### PROBLEM DETAILS
From the line with "170L80 161L68 160L59" through the final line below, restate each line word for word and return nothing else.

### SUPPLIED MATERIAL
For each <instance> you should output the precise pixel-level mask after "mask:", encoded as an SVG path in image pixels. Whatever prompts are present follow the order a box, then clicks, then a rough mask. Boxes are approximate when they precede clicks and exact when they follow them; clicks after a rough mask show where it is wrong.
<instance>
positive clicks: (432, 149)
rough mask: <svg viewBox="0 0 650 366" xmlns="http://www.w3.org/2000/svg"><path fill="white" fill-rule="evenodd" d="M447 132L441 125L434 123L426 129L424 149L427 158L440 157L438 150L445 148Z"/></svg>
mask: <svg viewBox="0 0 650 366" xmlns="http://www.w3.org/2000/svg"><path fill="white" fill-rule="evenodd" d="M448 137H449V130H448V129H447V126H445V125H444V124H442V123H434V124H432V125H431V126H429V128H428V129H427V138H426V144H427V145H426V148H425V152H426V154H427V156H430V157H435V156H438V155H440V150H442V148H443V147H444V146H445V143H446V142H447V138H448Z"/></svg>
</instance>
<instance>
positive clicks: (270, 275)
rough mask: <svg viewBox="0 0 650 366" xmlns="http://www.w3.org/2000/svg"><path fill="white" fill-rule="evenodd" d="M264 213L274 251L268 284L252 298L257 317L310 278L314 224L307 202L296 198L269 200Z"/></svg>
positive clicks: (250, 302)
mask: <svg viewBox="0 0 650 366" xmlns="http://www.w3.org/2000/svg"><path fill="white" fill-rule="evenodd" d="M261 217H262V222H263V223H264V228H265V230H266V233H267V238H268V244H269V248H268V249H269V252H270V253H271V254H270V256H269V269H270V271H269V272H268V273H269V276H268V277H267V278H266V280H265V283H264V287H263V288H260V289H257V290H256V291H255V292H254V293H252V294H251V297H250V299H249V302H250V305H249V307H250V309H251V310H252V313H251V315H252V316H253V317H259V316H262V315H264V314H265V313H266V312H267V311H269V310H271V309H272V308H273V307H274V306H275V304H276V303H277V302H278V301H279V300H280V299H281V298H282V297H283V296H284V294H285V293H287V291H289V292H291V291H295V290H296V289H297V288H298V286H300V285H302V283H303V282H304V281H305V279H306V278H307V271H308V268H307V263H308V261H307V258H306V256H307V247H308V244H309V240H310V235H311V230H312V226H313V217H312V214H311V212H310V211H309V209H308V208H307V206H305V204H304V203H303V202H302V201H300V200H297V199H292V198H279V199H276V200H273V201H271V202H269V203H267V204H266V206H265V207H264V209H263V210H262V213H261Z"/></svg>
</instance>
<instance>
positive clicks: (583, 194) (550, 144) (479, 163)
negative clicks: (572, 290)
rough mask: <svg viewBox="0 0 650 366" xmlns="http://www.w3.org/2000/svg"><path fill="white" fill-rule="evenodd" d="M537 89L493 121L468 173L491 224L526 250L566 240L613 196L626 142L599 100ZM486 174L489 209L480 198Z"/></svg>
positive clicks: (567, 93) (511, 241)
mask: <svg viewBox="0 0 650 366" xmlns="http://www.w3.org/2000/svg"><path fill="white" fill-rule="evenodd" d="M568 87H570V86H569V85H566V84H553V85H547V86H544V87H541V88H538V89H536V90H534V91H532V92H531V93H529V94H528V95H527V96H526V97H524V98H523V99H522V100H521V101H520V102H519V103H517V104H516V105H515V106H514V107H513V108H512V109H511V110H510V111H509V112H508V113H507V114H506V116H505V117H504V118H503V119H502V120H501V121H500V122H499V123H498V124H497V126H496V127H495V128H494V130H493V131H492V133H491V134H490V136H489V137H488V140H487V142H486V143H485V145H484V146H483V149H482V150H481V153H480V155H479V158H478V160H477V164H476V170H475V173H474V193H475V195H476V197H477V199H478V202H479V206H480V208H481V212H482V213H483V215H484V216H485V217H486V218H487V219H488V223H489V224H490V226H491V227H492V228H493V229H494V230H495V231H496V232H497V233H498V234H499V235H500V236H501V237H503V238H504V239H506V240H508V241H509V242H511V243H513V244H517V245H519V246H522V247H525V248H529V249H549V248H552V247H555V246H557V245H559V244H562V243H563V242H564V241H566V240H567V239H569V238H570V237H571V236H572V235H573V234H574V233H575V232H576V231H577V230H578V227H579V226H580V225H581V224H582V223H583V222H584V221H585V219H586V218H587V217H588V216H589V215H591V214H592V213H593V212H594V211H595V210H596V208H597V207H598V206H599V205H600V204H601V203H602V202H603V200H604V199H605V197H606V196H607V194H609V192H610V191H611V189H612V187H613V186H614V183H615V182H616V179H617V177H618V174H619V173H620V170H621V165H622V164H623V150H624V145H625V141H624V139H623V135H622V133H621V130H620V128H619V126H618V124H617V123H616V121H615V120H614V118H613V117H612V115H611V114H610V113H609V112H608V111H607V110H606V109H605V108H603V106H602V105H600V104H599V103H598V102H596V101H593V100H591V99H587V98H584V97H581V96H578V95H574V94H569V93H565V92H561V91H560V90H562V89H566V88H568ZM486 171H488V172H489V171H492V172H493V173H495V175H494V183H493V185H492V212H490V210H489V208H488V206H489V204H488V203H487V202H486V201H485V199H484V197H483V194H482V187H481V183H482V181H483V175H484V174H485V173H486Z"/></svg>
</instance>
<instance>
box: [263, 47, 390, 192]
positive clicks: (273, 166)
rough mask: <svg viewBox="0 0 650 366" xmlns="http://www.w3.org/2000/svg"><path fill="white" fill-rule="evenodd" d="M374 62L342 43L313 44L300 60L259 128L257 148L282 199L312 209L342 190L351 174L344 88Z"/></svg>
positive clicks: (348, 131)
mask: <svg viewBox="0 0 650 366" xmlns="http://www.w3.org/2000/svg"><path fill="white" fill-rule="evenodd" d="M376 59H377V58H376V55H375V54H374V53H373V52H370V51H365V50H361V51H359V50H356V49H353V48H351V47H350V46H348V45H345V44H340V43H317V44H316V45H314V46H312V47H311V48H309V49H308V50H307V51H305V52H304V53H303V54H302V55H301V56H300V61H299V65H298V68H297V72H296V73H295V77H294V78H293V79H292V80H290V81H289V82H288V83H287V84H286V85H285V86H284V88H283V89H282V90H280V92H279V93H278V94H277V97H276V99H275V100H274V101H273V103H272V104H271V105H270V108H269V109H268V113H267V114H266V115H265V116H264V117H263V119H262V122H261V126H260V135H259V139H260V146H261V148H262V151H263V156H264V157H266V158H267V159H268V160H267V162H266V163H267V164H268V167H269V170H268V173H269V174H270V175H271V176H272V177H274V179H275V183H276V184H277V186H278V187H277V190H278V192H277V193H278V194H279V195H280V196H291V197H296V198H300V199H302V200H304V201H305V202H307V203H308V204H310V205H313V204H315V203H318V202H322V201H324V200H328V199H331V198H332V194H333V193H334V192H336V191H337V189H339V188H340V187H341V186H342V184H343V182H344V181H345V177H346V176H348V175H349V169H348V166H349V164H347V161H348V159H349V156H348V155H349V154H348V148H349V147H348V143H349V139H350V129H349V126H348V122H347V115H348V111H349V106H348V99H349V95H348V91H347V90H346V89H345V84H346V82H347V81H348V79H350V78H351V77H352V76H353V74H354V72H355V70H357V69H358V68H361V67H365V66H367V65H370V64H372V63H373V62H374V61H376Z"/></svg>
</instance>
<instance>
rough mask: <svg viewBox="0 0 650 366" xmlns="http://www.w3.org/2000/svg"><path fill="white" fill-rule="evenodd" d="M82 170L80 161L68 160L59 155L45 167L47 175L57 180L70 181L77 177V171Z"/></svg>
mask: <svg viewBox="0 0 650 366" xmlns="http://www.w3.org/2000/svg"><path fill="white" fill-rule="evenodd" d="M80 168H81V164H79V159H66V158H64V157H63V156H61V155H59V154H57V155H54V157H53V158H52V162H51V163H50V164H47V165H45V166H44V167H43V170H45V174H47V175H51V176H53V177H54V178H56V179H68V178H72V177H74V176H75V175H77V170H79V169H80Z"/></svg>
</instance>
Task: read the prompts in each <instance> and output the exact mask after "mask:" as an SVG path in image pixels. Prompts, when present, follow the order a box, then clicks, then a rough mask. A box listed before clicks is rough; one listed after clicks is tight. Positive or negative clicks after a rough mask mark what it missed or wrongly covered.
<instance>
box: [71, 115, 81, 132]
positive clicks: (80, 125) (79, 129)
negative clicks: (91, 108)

### SOLUTION FOR THIS TASK
rough mask: <svg viewBox="0 0 650 366" xmlns="http://www.w3.org/2000/svg"><path fill="white" fill-rule="evenodd" d="M82 170L80 161L68 160L59 155L45 167L47 175L57 180L70 181L77 177V171Z"/></svg>
mask: <svg viewBox="0 0 650 366" xmlns="http://www.w3.org/2000/svg"><path fill="white" fill-rule="evenodd" d="M80 168H81V164H79V159H66V158H64V157H63V156H61V155H59V154H57V155H54V157H53V158H52V162H51V163H50V164H47V165H45V166H44V167H43V170H45V174H47V175H51V176H53V177H54V178H56V179H68V178H72V177H74V176H75V175H77V170H79V169H80Z"/></svg>
</instance>
Task: read the prompts in each <instance> and output the exact mask after "mask:" as an SVG path in image pixels. Prompts, when present, follow the order a box, then clicks, then a rough mask. A box listed before clicks is rough; one listed after clicks is tight. Positive or negative clicks after a rough mask mark what it missed or wrongly covered.
<instance>
box: [71, 115, 81, 132]
positive clicks: (80, 125) (79, 129)
negative clicks: (91, 108)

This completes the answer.